READING TEXT>

>> START

- Type: Intergovernmental organization
- Membership: Albania Kosovo Montenegro North Macedonia

Establishment
- • Founded: 29 March 2023

= Western Balkans Quad =

The Western Balkans Quad (WB QUAD) is an initiative launched in March 2023 by four Western Balkan countries, Albania, Kosovo, Montenegro and North Macedonia, to support policy alignment with the European Union's Common Foreign and Security Policy.

==History==
The initiative was founded on 29 March 2023 in Skopje, North Macedonia by Minister of Foreign Affairs of North Macedonia Bujar Osmani, Deputy Minister of Foreign Affairs and Diaspora of Kosovo, Kreshnik Ahmeti, Minister for Europe and Foreign Affairs of Albania, Olta Xhaçka, and the advisor for Foreign Policy of Montenegro, George Radulovic. All four founding members aspire to join the European Union.

At the official launch, Osmani stated that "After the Russian aggression on Ukraine, alignment with the CFSP, but even beyond that, with the positions and values of the democratic world, has become one of the most important priorities of the aspiring EU member states, but also as a clear message for where these countries belong".

>> END

Named-object pointing data:
>> START

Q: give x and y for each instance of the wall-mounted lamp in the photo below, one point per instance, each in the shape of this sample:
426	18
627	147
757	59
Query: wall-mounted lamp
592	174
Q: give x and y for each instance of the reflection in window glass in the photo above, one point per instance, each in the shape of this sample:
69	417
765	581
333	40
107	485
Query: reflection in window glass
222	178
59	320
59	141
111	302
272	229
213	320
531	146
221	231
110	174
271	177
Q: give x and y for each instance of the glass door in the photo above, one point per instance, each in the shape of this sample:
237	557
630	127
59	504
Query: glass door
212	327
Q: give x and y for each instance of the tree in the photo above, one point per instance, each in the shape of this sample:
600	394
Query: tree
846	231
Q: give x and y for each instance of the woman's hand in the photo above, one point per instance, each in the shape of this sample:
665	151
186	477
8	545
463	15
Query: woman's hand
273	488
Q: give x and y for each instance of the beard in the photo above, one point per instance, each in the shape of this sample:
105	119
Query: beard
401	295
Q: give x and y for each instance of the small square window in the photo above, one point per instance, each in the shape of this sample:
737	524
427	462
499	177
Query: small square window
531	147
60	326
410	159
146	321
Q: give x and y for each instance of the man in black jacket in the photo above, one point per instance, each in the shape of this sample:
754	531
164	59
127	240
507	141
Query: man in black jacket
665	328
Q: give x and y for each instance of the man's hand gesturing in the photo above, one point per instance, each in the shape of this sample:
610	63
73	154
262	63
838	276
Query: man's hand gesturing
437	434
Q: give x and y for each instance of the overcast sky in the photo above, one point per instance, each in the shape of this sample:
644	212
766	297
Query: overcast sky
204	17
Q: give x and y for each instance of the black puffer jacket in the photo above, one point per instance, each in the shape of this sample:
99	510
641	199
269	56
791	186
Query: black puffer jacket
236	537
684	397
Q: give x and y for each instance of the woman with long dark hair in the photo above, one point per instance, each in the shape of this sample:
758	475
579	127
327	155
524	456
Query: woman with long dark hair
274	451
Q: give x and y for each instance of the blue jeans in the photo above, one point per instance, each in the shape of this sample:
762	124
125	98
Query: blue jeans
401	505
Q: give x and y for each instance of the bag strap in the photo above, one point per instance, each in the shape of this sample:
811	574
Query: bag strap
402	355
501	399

>> END

TASKS>
(a) In the Western Balkans Quad text, recast the paragraph starting "The initiative was founded" as a bulleted list that keeps its main facts.
(b) Carry the Western Balkans Quad text forward from its final sentence.

OUTPUTS IN ORDER>
(a)
- Founded on 29 March 2023 in Skopje, North Macedonia
- Founders:
  - Bujar Osmani, Minister of Foreign Affairs of North Macedonia
  - Kreshnik Ahmeti, Deputy Minister of Foreign Affairs and Diaspora of Kosovo
  - Olta Xhaçka, Minister for Europe and Foreign Affairs of Albania
  - George Radulovic, advisor for Foreign Policy of Montenegro
- All four founding members aspire to join the European Union

(b)
Bosnia and Herzegovina and Serbia did not join the new initiative. Bosnia and Herzegovina was unable to join following objections from its Republika Srpska entity. Serbia has not joined due to unwillingness to implement US and EU sanctions against Russia following its 2022 invasion of Ukraine.

===Meetings===

| No | Date | Host country | Host city | Chair |
|---|---|---|---|---|
| 1 | 29 March 2023 | North Macedonia | Skopje | Bujar Osmani |

==Aims==

The aim of the initiative is to facilitate participating states' alignment of their foreign policy with the European Union's Common Foreign and Security Policy particularly in regard to the energy crisis, economic consequences caused by Russia's invasion of Ukraine and hybrid threats they face. The initiative's strapline is "100% alignment with EU Common Foreign Security Policy."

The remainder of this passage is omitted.